(The problem)
Continue the article on Baroque music, picking up after its final sentence.

Baroque music – a misshapen pearl


What does Hallelujah Chorus by G.F Handel, Canon in D Major by Pachelbel, Jesu Joy of Man Desires by J.S Bach, and four seasons by Antonio Vivaldi have in common?
Truly, there is more than one similarity between these great music pieces. Certainly, they have lived through time and will continue to be relevant through the years as distinct music pieces. However, the first common ground that is shared between these music pieces is the fact that they are music from the Baroque period.
The Word Baroque was gotten from the Portuguese word “Barocco” which means Misshapen pearl which is used to describe the style of music in this period. With time, the term Baroque has been widely used to describe music from 1600 to the early part of 1750.
The Baroque period is the period between the Classical period of Western European Art music and the Renaissance period. Many critics described Baroque music as a misshapen pearl because they thought that the Baroque period couldn’t measure up to its predecessor or successor, but were they wrong down the line? Hallelujah Chorus by G.F Handel, Canon in D Major by Pachelbel, Jesu Joy of Man Desires by J.S Bach, and four seasons by Antonio Vivaldi confirms their assertions as false.
To compare the aforementioned music to a misshapen pearl may sound strange to many of us now, but to most of the critics at that time, they found the music of the likes of Handel and Bach to be exaggerated and overly decorated. The Baroque period is today one of the richest, creative, and highly diverse music era in history.

What are the core elements of baroque music?

One of the dominant element that guides the Baroque period is the belief that music can be used as an effective medium of communication and to evoke emotions in listeners. Although a single philosophy cannot describe 150 years of music from all over Europe, several other important concepts are tied to the Baroque period.
This idea of using music to communicate and evoke emotions was an offshoot of the Renaissance era which inculcated many Greek and Romans practices. Composing music in the Baroque era was followed through with a deliberate intent to tap the inherent power in the music to touch the heart of listeners.
Claudio Monteverdi in 1605 explained that initially, harmony and counterpoint were given preference over the lyrics of the music in the Baroque period but, with time, the focus shifted to the lyrics to communicate as intended correctly to the audience. This later became dominant throughout the Baroque music era.

Baroque music formed by patronage

Nowadays, music writers focus on their interests, and they pen down words to describe them. In the Baroque period, however, music writers were not totally independent like they are now. Music writers were mostly under the payroll of institutions that determines the focus of their writings. For example, most of Bach’s Cantata were not written because he draws inspirations from them, he wrote them for the liturgy of the Church that employed him in Leipzig.

(Record excerpts)
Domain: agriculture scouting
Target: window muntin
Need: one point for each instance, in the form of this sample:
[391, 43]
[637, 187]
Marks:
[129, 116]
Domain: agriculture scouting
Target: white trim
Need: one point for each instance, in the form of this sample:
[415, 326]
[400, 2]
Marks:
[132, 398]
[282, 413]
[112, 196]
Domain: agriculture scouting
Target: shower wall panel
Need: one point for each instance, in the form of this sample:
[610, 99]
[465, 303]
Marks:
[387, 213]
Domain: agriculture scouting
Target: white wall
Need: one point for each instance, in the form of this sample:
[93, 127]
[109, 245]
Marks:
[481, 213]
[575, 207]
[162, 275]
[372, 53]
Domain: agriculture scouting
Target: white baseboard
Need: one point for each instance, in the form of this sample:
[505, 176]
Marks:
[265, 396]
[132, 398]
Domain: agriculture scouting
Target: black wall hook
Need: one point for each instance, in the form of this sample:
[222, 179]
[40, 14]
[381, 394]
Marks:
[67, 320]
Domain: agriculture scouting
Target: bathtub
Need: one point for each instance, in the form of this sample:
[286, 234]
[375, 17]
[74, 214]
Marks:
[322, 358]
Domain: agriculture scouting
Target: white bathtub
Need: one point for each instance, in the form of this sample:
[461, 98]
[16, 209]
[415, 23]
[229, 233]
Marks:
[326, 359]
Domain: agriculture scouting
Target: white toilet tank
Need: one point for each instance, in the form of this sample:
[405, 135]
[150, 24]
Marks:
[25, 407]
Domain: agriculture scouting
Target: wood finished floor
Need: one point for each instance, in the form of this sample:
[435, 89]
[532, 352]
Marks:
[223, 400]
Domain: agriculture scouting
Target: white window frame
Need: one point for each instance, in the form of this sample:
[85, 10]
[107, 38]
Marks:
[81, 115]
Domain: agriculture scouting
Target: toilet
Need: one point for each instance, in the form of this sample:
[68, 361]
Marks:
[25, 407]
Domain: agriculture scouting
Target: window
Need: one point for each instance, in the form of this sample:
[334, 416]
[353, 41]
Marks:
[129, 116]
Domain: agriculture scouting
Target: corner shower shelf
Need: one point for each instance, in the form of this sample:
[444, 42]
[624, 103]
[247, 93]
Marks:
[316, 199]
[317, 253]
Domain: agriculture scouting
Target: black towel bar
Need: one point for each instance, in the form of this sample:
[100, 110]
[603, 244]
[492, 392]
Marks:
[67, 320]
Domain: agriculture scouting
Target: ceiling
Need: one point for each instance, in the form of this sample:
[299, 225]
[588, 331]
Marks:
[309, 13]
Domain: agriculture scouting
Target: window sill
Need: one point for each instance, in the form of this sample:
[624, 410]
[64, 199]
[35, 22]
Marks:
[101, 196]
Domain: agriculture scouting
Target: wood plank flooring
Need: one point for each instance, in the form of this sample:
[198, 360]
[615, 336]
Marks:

(Task response)
Characteristics of baroque music

The attendant successes realized from the direction pursued by musicians in the Baroque period opened up the music scene to more interesting directions within the same period. All of these interesting directions have significant contributions to what we term today as the characteristics of Baroque music.

The use of dramatic elements

Music in the Baroque period was heavily reliant on contrast. Contrast played a major role in the vivid description of drama as it clearly depicts the differences in the intensities of loud and soft music, and it was used in concertos to separate ensembles and solos. Music composers know this as a strength so they select specific instruments like the violin and trumpet, to perform a certain piece instead of leaving the performer to decide which instrument to use in the performance.

The Melody, Harmony, and Monody Tripod

In the era or period that precedes the Baroque period, the common practice is a piece of music will have only a single melody and this is usually accompanied by an improvising instrument. However, with the advent of the Baroque period, melody and harmony became a concept that was largely accepted and in use. Not wanting to do away totally with the practices of the century that preceded the Baroque era, Baroque music composers began to focus on writing solo music usually accompanied by a simplified accompaniment or monody instead of the complicated polyphony method used in the past. Ever wonder why the Baroque period was called the age of the thorough-bass? This is because the use of Basso continuo was predominant throughout the Baroque period. Basso continuo is a kind of music notation where the bass line and melody are written and the harmony is usually indicated on the notation in shorthand.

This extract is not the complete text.